Further, LMF and/or LMC 410 may provide assistance data to the mobile device 430 e.g. for performing downlink (DL) reference signal measurements. For instance, LMF and/or LMC 410 provide the information as of where the positioning reference signals (PRS) should be measured.

It is noted that the respective method(s) according to the first, second and/or third exemplary aspect are not positioning-specific method(s), in the sense that the respective method(s) may work with any mobile device-assisted DL positioning method, such as DL-TDoA, DL-AoD, to name but a few non-limiting examples.

The mobile device 430 may for instance gather (e.g. measure) the multiple (e.g. at least two) antennas 440-1 and 440-2 to independently measure PRS sent by the base stations 420-1, 420-2 and 420-3 which signals are observable at the location of the mobile device 430. The mobile device 430 may report the multiple set of measurement report (as sample measurements) e.g. to LMF and/or LMC 410. That is, if the mobile device 430 is equipped with two antennas 440-1 and 440-2, it will repeat the process of measuring and reporting for each of the two antennas440-l and 440-2, signifying to the LMF and/or LMC 410 which antenna (e.g. as reported in a following step) the reported (e.g. provided) measurement sets correspond to.

The LMF and/or LMC 410 may for instance obtain (e.g. receive) the position of the multiple antennas independently. However, since the LMF and/or LMC 410 may be aware that such multiple antennas (e.g. antennas 440-1 and 440-2) may correspond to the same mobile device (e.g. mobile device 430), the LMF and/or LMC 410 may determine the orientation of the respective mobile device e.g. via an established process of a standard (e.g. 3GPP Technical Specification 38.305) which utilizes the (e.g. estimated) location of the multiple antennas in addition to their distance. Although the orientation (e.g. 2D and/or 3D orientation) of the respective mobile device can be inferred with the use of the antenna locations, the distance between the mobile device antennas is utilized as well so as to increase the orientation accuracy.

In a Fig. 5, a signaling associated with example embodiments of all exemplary aspects is shown.

5G-core (5GC) entities may request via a "Location Service Request” comprising e.g. "Indication of Orientation information” to the AMF, which may send the request to the LMF 510 (e.g. corresponding to LMF and/or LMC 110 of Fig. 1). One or more NG-RAN procedures may take place between the NG-RAN and the LMF 510. For instance, in addition to the procedure as proposed in the 3GPP standard Technical Specification 38.305, the LMF 510 may request provision of at least capability information from the UE 530 (e.g. corresponding to the mobile device 130 of Fig. 1). For instance, Request of UE capabilities including number of antennas and antenna geometry may be requested (see request 502, and also step 202 of Fig. 2) by the LMF 510. The UE 530 may do UE geometry-specific measurements, e.g. by retrieving such at least capability information from a memory, and by gathering (e.g. measuring) at least two sample measurements with the UE’s at least two antennas or antenna panels, and provide the at least capability information to the LMF 510 (see "UE geometry-specific measurement report”, see provision 503, and also step 203 of Fig. 2). This measurement report may comprised or be accompanied by the at least two sample measurements gathered by the UE 530. Based on the received report of provision 503, the LMF 510 may determine at least orientation information, e.g. by estimating of UE position and orientation (e.g. together). Correspondingly, "Location and orientation Service Response” may take place and in response, "Location and orientation Service Response” may be provided to 5GC Entities. The signaling is based, at least in part, on LPP, in particular with the modification of request 502, report 503 and determining of at least orientation information, e.g. as part of a location-based service (location estimation of the UE 530)..

* Direction 1
In the positioning text, what information does the LMF 510 ask the UE 530 for in request 502?
* Direction 2
Pick up the positioning text after its final sentence and carry it on for one more paragraph.
The lines after this point come from a separate source.

* Data rows
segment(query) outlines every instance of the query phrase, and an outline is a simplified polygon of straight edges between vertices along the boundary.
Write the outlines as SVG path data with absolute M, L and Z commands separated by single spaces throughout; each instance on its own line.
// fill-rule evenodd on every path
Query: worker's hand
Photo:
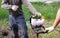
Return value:
M 52 31 L 54 31 L 54 27 L 51 26 L 51 27 L 49 27 L 49 28 L 46 28 L 46 30 L 48 30 L 48 32 L 52 32 Z
M 36 12 L 36 14 L 35 15 L 37 15 L 37 16 L 41 16 L 41 13 L 39 13 L 39 12 Z
M 16 11 L 18 8 L 19 8 L 19 6 L 17 6 L 17 5 L 12 5 L 12 10 L 13 10 L 13 11 Z

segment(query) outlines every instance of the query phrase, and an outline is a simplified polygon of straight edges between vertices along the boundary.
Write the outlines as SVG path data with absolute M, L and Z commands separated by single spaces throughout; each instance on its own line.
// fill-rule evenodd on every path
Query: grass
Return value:
M 53 24 L 54 18 L 56 16 L 57 10 L 60 8 L 60 3 L 52 3 L 51 6 L 43 5 L 43 3 L 35 2 L 32 5 L 36 8 L 37 11 L 42 13 L 45 16 L 47 22 L 45 22 L 45 27 L 50 27 Z M 25 19 L 29 20 L 31 12 L 23 5 Z M 8 26 L 8 11 L 1 8 L 0 0 L 0 26 Z M 36 34 L 32 31 L 31 26 L 28 26 L 29 38 L 36 38 Z M 58 26 L 53 32 L 40 34 L 39 38 L 60 38 L 60 26 Z

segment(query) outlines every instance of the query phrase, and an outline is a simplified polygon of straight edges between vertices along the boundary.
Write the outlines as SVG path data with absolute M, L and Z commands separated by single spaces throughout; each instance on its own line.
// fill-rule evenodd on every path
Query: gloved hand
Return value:
M 39 13 L 39 12 L 36 12 L 36 14 L 35 14 L 35 15 L 37 15 L 37 16 L 39 16 L 39 17 L 40 17 L 40 16 L 41 16 L 41 13 Z
M 12 5 L 12 10 L 13 10 L 13 11 L 16 11 L 18 8 L 19 8 L 19 6 L 17 6 L 17 5 Z
M 54 27 L 51 26 L 51 27 L 49 27 L 49 28 L 46 28 L 46 30 L 48 30 L 48 32 L 52 32 L 52 31 L 54 31 Z

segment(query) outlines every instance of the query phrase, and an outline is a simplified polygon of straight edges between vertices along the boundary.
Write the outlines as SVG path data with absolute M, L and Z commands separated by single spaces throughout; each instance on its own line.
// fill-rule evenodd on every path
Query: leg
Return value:
M 58 10 L 57 15 L 56 15 L 56 19 L 53 23 L 54 28 L 56 28 L 56 26 L 59 24 L 59 22 L 60 22 L 60 9 Z
M 17 17 L 17 23 L 21 29 L 22 38 L 28 38 L 27 26 L 23 15 Z
M 18 36 L 18 25 L 16 24 L 16 21 L 12 15 L 9 15 L 9 21 L 10 24 L 12 25 L 12 30 L 14 32 L 14 38 L 19 38 Z

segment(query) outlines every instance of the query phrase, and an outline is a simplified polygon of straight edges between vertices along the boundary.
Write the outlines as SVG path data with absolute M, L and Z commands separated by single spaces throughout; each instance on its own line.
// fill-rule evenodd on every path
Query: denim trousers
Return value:
M 28 38 L 28 29 L 23 14 L 18 16 L 9 15 L 9 21 L 14 33 L 14 38 L 19 38 L 18 27 L 20 28 L 22 38 Z

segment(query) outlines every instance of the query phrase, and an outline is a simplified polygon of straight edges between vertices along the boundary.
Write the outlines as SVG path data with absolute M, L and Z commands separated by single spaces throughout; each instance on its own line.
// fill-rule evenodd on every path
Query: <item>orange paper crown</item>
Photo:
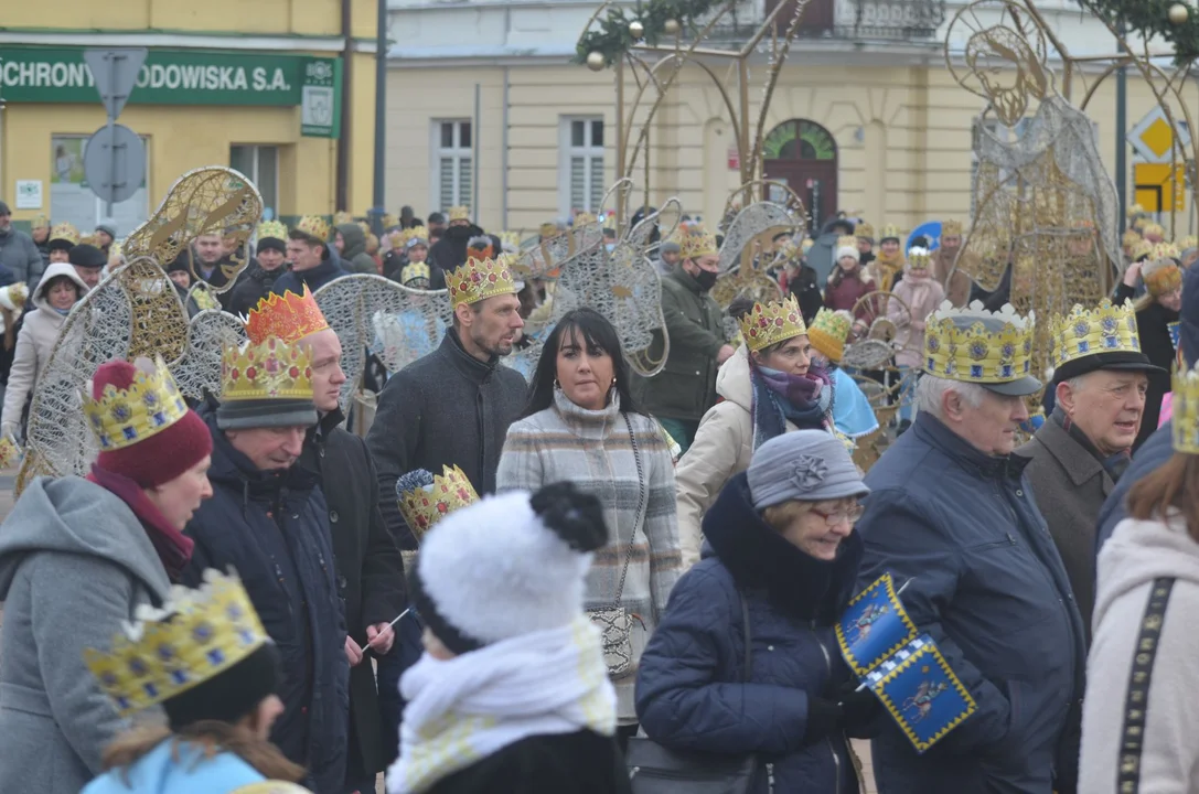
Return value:
M 258 301 L 258 307 L 249 309 L 246 336 L 252 344 L 261 344 L 272 336 L 291 344 L 327 327 L 317 299 L 305 284 L 303 295 L 288 290 L 282 296 L 269 295 Z

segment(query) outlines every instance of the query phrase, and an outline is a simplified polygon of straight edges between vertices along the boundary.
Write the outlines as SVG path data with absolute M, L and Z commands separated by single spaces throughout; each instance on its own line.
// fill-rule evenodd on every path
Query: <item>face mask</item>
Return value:
M 699 284 L 700 291 L 706 293 L 707 290 L 710 290 L 712 287 L 716 285 L 716 277 L 717 273 L 712 272 L 711 270 L 700 270 L 699 275 L 695 276 L 695 283 Z

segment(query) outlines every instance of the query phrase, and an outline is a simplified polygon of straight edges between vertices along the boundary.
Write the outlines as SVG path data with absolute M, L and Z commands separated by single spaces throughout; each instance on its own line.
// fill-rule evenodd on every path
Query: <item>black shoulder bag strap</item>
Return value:
M 1173 588 L 1174 577 L 1153 579 L 1145 616 L 1140 621 L 1140 633 L 1137 636 L 1137 648 L 1133 649 L 1123 730 L 1120 733 L 1120 763 L 1116 768 L 1116 790 L 1121 794 L 1137 794 L 1140 790 L 1140 753 L 1145 741 L 1149 685 L 1153 678 L 1153 660 L 1157 658 L 1162 621 Z

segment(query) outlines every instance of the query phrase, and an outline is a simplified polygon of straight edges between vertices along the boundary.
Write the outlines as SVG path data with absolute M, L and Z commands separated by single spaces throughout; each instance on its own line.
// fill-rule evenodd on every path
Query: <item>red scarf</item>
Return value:
M 188 560 L 192 559 L 192 549 L 195 548 L 195 541 L 171 527 L 167 517 L 162 515 L 162 511 L 146 497 L 141 486 L 133 480 L 101 469 L 98 465 L 91 467 L 91 474 L 88 475 L 88 480 L 113 495 L 119 497 L 121 501 L 129 506 L 133 515 L 141 522 L 141 527 L 145 528 L 155 551 L 158 552 L 158 559 L 162 560 L 162 566 L 167 569 L 167 576 L 170 577 L 171 582 L 179 582 L 179 577 L 182 575 Z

* Written reply 1
UE capabilities, including the number of antennas and the antenna geometry.

* Written reply 2
In this way, it is enabled a signaling framework e.g. between a positioning or location server (e.g. LMF and/or LMC) and one or more mobile devices (e.g. (target) UEs), e.g. for deriving the orientation of a mobile device. This can be done together with the positioning. The framework may relate to a scenario in which the mobile device(s) is (are) equipped with multiple antennas or antenna panels, e.g. placed at mobile device parts well separated from one another. The antenna geometry within or of the mobile device is assumed to be known by the respective mobile device. Thus, the respective mobile device is enabled to report (e.g. provide) such information as at least capability information to the network, e.g.

LMF and/or LMC. Based on providing such antenna geometry comprised or represented by, at least in part, at least capability information from the respective mobile device to the network, the network may then initiate a separate positioning process for each of the UE antennas. Then, as a second step, the network can derive the orientation of the respective mobile device (e.g. UE), e.g. by properly combining the locations of the multiple antennas of the respective mobile device and the reported antenna geometry. The use of multiple antennas of the mobile device with known geometry for determining (e.g. estimating) the orientation of the mobile device respectively the multiple antennas comprised by or connectable to the respective mobile device may result in higher orientation accuracy.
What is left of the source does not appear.